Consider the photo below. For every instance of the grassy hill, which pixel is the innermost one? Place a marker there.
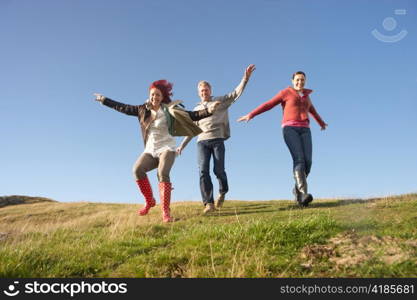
(331, 238)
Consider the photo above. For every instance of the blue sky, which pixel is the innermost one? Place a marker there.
(57, 142)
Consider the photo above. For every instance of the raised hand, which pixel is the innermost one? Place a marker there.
(99, 97)
(246, 118)
(248, 72)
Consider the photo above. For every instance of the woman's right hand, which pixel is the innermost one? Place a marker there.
(99, 97)
(246, 118)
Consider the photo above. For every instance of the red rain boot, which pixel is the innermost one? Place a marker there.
(146, 189)
(165, 194)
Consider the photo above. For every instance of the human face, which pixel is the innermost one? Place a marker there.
(204, 92)
(298, 82)
(155, 97)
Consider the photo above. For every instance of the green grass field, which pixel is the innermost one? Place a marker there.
(331, 238)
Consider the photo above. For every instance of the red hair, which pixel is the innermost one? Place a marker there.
(165, 87)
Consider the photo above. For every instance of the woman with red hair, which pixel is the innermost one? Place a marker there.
(160, 120)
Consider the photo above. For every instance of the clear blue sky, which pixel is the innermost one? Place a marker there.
(57, 142)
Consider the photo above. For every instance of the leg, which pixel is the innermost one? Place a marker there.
(144, 164)
(219, 171)
(206, 186)
(292, 137)
(295, 146)
(166, 161)
(307, 149)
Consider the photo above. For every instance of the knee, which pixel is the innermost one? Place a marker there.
(138, 173)
(163, 177)
(219, 173)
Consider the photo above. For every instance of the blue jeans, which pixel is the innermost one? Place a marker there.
(298, 140)
(206, 149)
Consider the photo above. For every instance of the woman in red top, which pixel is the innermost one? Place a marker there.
(296, 105)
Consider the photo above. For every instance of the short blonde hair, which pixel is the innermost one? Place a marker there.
(203, 82)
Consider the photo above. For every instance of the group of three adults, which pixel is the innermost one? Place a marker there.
(161, 119)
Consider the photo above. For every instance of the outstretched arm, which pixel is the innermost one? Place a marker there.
(131, 110)
(277, 99)
(317, 117)
(230, 98)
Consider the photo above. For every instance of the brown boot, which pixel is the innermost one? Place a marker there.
(209, 208)
(304, 198)
(220, 200)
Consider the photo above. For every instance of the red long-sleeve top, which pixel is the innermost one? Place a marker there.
(295, 108)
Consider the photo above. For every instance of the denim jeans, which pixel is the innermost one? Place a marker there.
(298, 140)
(206, 149)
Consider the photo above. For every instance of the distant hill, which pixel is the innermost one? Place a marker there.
(331, 238)
(17, 199)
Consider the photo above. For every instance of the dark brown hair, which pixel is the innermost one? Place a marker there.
(299, 73)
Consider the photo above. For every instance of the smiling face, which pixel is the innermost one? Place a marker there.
(204, 91)
(298, 82)
(155, 97)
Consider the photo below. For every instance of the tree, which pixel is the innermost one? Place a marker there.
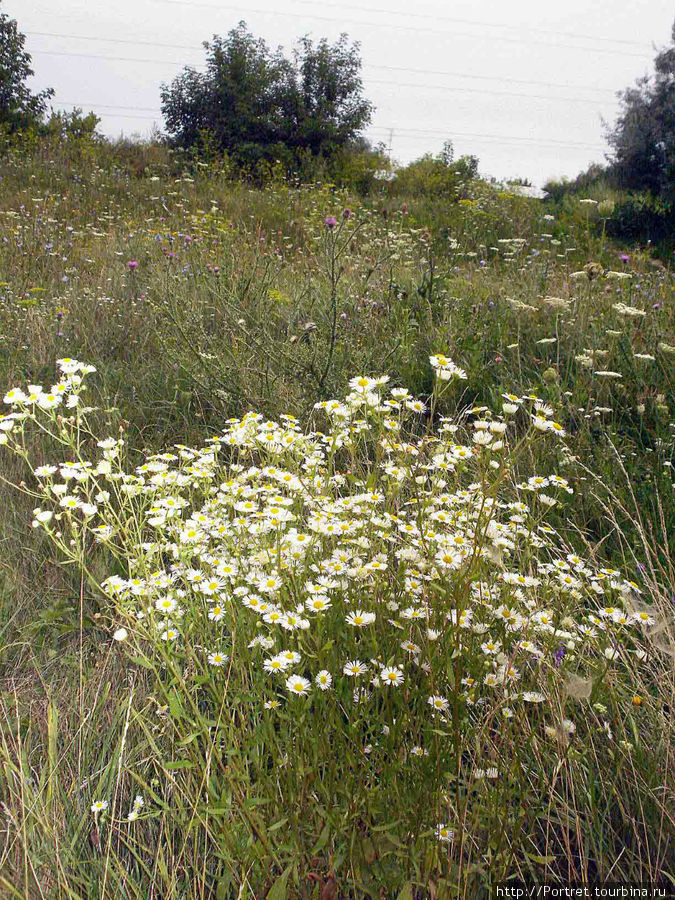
(256, 104)
(19, 107)
(325, 95)
(643, 139)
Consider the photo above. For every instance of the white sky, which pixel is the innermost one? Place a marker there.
(435, 69)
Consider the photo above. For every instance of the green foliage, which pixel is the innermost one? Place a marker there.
(20, 108)
(435, 176)
(643, 139)
(258, 106)
(246, 299)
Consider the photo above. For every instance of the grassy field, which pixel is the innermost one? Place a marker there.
(475, 604)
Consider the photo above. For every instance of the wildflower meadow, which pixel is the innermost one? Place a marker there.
(336, 537)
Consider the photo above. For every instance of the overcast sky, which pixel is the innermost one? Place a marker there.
(522, 84)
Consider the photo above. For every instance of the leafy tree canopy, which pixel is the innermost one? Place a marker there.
(19, 106)
(257, 104)
(643, 139)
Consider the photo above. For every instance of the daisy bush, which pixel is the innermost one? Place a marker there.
(367, 653)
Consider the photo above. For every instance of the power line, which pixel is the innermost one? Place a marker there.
(463, 75)
(459, 90)
(386, 83)
(402, 131)
(449, 132)
(389, 25)
(436, 18)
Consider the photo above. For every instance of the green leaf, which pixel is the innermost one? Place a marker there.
(541, 860)
(179, 764)
(142, 661)
(223, 887)
(279, 890)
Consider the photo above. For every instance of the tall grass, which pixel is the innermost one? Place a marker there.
(247, 299)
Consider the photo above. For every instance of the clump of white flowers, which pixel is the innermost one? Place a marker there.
(389, 563)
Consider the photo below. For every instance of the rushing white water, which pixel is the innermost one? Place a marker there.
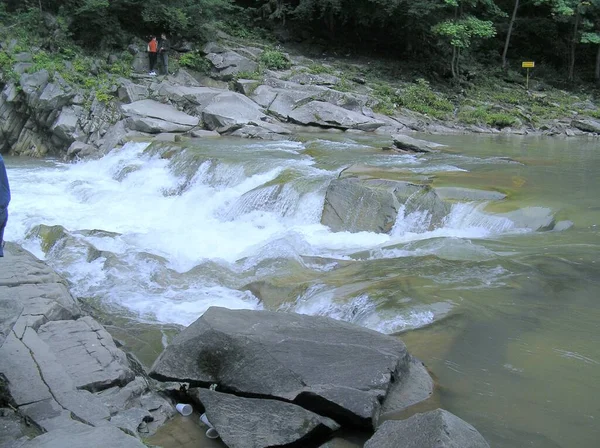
(171, 245)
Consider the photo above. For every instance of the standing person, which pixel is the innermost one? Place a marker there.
(4, 201)
(164, 47)
(152, 49)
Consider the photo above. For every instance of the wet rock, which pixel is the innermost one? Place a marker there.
(534, 218)
(372, 205)
(154, 110)
(587, 125)
(329, 367)
(410, 144)
(229, 63)
(260, 423)
(87, 352)
(85, 438)
(438, 428)
(229, 111)
(328, 115)
(468, 194)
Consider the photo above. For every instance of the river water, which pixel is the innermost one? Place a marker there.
(502, 306)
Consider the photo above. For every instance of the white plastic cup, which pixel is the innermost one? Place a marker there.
(184, 409)
(212, 433)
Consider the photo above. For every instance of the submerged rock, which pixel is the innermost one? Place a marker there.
(330, 367)
(406, 143)
(257, 423)
(372, 205)
(439, 429)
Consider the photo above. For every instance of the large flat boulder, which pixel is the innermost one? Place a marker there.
(106, 437)
(373, 205)
(330, 367)
(229, 111)
(88, 353)
(439, 429)
(410, 144)
(319, 113)
(261, 423)
(154, 109)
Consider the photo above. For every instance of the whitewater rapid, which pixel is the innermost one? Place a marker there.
(172, 243)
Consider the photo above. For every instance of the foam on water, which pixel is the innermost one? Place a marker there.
(167, 224)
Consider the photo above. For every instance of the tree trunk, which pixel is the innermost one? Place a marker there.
(597, 72)
(574, 45)
(508, 34)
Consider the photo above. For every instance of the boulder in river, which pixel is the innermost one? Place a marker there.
(257, 423)
(330, 367)
(439, 429)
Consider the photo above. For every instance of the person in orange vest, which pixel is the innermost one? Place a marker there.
(152, 54)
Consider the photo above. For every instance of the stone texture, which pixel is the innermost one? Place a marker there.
(230, 111)
(85, 438)
(439, 429)
(88, 353)
(327, 366)
(318, 113)
(410, 144)
(165, 112)
(372, 205)
(259, 423)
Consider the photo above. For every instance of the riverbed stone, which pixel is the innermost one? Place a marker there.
(327, 366)
(587, 125)
(85, 438)
(372, 205)
(410, 144)
(156, 110)
(229, 111)
(439, 429)
(319, 113)
(260, 423)
(88, 353)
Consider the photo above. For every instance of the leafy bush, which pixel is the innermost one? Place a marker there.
(420, 98)
(274, 60)
(195, 61)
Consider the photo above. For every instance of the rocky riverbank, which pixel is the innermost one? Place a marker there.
(65, 382)
(42, 113)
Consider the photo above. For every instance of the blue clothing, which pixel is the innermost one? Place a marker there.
(4, 201)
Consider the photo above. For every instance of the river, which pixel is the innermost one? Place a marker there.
(506, 316)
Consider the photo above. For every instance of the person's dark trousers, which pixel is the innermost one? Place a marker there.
(164, 59)
(152, 56)
(3, 221)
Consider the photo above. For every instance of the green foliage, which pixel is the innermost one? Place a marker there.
(195, 61)
(274, 60)
(419, 97)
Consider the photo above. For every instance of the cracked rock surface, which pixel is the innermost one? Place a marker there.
(63, 370)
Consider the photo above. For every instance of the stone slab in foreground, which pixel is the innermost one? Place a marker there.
(257, 423)
(439, 429)
(334, 368)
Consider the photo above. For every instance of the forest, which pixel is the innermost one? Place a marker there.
(561, 36)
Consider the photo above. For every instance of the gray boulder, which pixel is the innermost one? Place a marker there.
(372, 205)
(330, 367)
(439, 429)
(587, 125)
(154, 109)
(88, 353)
(229, 111)
(318, 113)
(406, 143)
(259, 423)
(230, 63)
(84, 438)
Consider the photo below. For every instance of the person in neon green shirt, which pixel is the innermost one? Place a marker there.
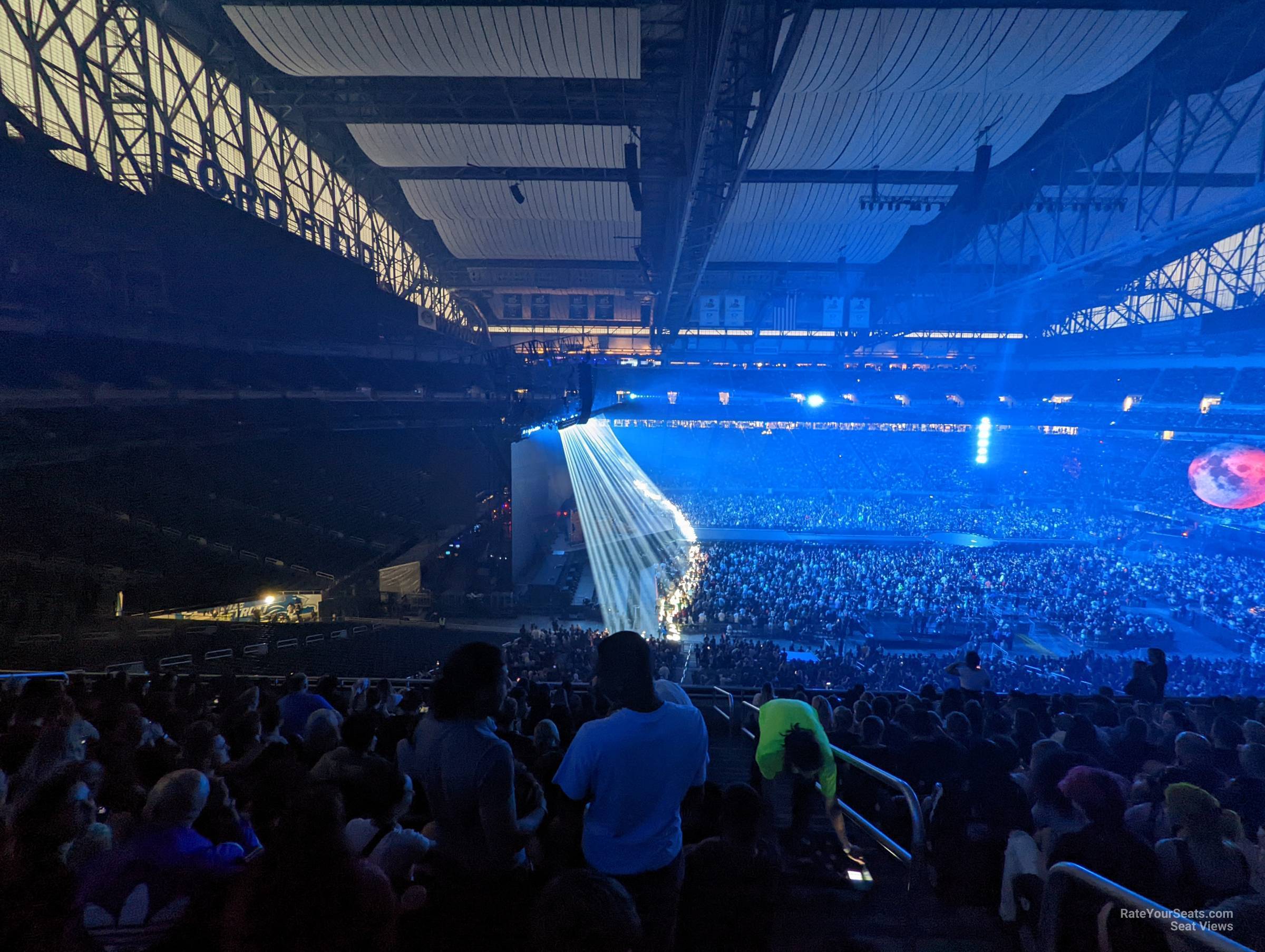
(794, 739)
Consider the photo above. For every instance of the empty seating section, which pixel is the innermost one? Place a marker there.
(130, 365)
(231, 520)
(1249, 386)
(1191, 385)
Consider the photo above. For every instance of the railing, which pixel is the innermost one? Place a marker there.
(911, 859)
(728, 711)
(1063, 874)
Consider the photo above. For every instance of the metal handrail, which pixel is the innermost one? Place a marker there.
(728, 713)
(912, 858)
(1062, 874)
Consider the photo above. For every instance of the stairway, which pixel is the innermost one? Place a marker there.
(823, 913)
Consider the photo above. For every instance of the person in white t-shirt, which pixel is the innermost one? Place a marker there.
(381, 840)
(633, 769)
(969, 673)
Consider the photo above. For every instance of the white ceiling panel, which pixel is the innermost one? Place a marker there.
(976, 50)
(818, 223)
(453, 144)
(908, 89)
(532, 239)
(1207, 140)
(567, 42)
(546, 201)
(899, 131)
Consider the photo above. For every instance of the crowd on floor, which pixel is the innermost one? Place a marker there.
(1092, 595)
(489, 813)
(900, 515)
(745, 663)
(1163, 797)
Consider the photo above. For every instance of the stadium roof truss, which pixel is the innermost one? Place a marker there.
(1017, 167)
(108, 89)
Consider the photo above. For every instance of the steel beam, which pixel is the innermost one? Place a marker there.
(752, 60)
(813, 176)
(425, 99)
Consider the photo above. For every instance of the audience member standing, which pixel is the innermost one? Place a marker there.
(298, 706)
(633, 769)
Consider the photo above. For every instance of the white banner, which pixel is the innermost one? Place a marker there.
(709, 311)
(858, 312)
(832, 312)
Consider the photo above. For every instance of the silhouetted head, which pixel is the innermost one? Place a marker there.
(624, 669)
(472, 683)
(802, 753)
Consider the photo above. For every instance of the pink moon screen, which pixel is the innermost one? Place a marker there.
(1230, 476)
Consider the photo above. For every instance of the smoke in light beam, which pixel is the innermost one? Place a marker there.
(638, 540)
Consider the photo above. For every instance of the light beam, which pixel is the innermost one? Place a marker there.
(638, 540)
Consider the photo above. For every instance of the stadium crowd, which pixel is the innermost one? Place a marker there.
(570, 654)
(900, 515)
(223, 816)
(829, 591)
(747, 663)
(1164, 797)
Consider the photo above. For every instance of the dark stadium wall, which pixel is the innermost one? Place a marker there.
(541, 486)
(94, 252)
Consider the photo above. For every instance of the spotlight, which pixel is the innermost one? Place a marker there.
(984, 433)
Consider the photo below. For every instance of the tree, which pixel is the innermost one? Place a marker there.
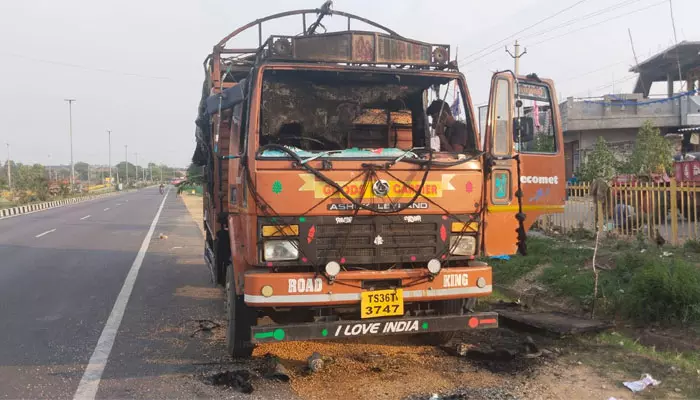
(195, 174)
(652, 153)
(601, 162)
(121, 168)
(81, 171)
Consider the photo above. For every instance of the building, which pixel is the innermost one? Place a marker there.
(618, 117)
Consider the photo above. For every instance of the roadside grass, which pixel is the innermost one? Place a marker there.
(507, 272)
(637, 281)
(622, 358)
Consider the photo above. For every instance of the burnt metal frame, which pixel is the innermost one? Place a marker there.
(245, 58)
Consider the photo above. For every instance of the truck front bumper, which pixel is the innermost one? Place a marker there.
(373, 327)
(264, 288)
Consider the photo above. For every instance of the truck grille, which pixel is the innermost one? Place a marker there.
(372, 240)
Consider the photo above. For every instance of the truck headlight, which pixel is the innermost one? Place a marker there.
(281, 250)
(462, 245)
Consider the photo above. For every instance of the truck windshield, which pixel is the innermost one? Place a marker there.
(361, 114)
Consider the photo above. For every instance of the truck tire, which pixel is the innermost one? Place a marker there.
(449, 307)
(240, 319)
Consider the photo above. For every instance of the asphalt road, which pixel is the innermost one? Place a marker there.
(61, 273)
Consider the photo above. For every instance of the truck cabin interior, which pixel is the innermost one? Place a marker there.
(315, 110)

WRITTEN EXERCISE:
Reproduce, word for word, every line starting at the line that contains "the building, which" and ending with the final line of the entries.

RESULT:
Consider the photo above. For every instance of the building, which pixel is the innermost one? Place a marker there.
(618, 117)
Consider the photo above. For every instance of the roadside grass, which pixel is the innermost one? Place a marker there.
(507, 272)
(637, 281)
(622, 358)
Consider the photo above. For every instance of the burnt metal frame, which pixel is the innermost one? Place a marker there.
(245, 58)
Consider the photo above. For every instance of the truck front bumper, which pixel is the innermost one? Place a marker there.
(373, 327)
(264, 288)
Consider the photo above. For every instance of the truck grille, which pixel is the innermost one? Place a marker there.
(372, 240)
Consider the photo above. For every instance of the truck headlight, which pixel is the innermost one? Place a marker there.
(281, 250)
(462, 245)
Consider the photo above. For every instance of the truck windshield, which pixel is the innermost one? Place a marker there.
(361, 114)
Consider the photo above. For every instance of the truck tire, which pixel is the innermost one? Place a marker there.
(449, 307)
(240, 319)
Consider the photo above. For every instance of the asphalt road, which pixel is the innermost one? Place a marker there.
(61, 273)
Consider the photo above. For every instance of the truck cabin interior, which pixel is the innermost one? Place a marker there.
(315, 110)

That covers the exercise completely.